— DOCUMENT EXCERPT —
+ + + +

2000 Terre des hommes launches its first project in Kosovo, in the Mitrovicë/Mitrovica and Svejan areas, to help children overcome the trauma of war.
2002 Beginning of the juvenile justice project in Prishtina/Priština to support young people who have turned to delinquency as a result of the conflict and help them reintegrate in society.
2005 In collaboration with Tdh Albania, assistance is provided to Albanian children who are forced to beg or commit offences in the streets of cities in Kosovo.
2010 Tdh committed to the building of an efficient Child Protection Safety Net in order to protect children against neglect, abuse, delinquency, trafficking and exploitation.
2015 Tdh has the lead in the drafting of the new Law on Child Protection jointly with the Prime Minister Office, which is expected to be approved by the Parliament 2018.
2015 Tdh Kosovo becomes a partner of the regional initiative - Child Protection Hub for South East Europe.
2016 Tdh begins the work on the reintegration of migrant families returning to Kosovo and on prevention of unsafe migration.
2017 Tdh provides long-term support for the implementation of the new Law on Child Protection and development other missing legislation and services.
2018 Tdh continues its work on trafficking of human beings in the Balkans, especially on the cross border cooperation, provision of community reintegration services and raising awareness.
2018 Tdh restarts its efforts to improve the juvenile justice field in Kosovo.

The story of Shkurte Gashi (17)

Shkurte successfully reintegrates into Kosovo thanks to setting up a tailoring business.

Shkurte lives with her parents and siblings in the municipality of Mitrovica in Kosovo. Together with her family, she was expelled from Germany and France after spending fourteen years in both countries. On return, her family faced an acute lack of basic necessities and exclusion. Her encounter with Terre des hommes (Tdh) after expulsion back to her home country drastically changed her and her family’s life to the better.

Poverty, unemployment, social exclusion and unavailability of services in Kosovo are some of the major causes of emigration. Forced expulsions have  increased over the past years, since many disqualify for asylum in Western Europe. The returnees face major challenges reintegrating back into the existing education or social systems. The social and economic conditions are often harder than prior to their departure. For Shkurte, whose family had been living in France and Germany for fourteen years, this was particularly challenging.

+ + + +

— EXERCISES —
1) According to the text on Terre des hommes in Kosovo, in what year did the juvenile justice project in Prishtina/Priština begin?
2) Reproduce everything from "2017 Tdh provides long-term" down to "a tailoring business." in the text on Terre des hommes in Kosovo, swapping "tailoring business" for "catering business".
3) Decide whether each statement agrees with the text on Terre des hommes in Kosovo. Answer yes or no, and quote the words from the text that settle it.
(a) Tdh Kosovo became a partner of the Child Protection Hub for South East Europe in 2015.
(b) Shkurte's family spent ten years in Germany and France.
(c) The first Terre des hommes project in Kosovo took place in Prishtina/Priština.
The listing that comes next has no connection to the text on Terre des hommes in Kosovo.

— RECORDED DATA —

+ + + +

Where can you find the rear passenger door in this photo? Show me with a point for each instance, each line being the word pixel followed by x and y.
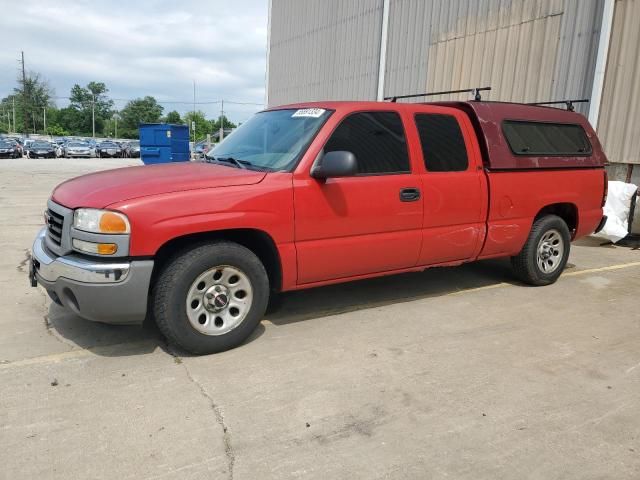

+ + + +

— RESULTS OF THE TASKS —
1) 2002

2)
2017 Tdh provides long-term support for the implementation of the new Law on Child Protection and development other missing legislation and services.
2018 Tdh continues its work on trafficking of human beings in the Balkans, especially on the cross border cooperation, provision of community reintegration services and raising awareness.
2018 Tdh restarts its efforts to improve the juvenile justice field in Kosovo.

The story of Shkurte Gashi (17)

Shkurte successfully reintegrates into Kosovo thanks to setting up a catering business.

3)
(a) Yes: "2015 Tdh Kosovo becomes a partner of the regional initiative - Child Protection Hub for South East Europe."
(b) No: "after spending fourteen years in both countries"
(c) No: "in the Mitrovicë/Mitrovica and Svejan areas"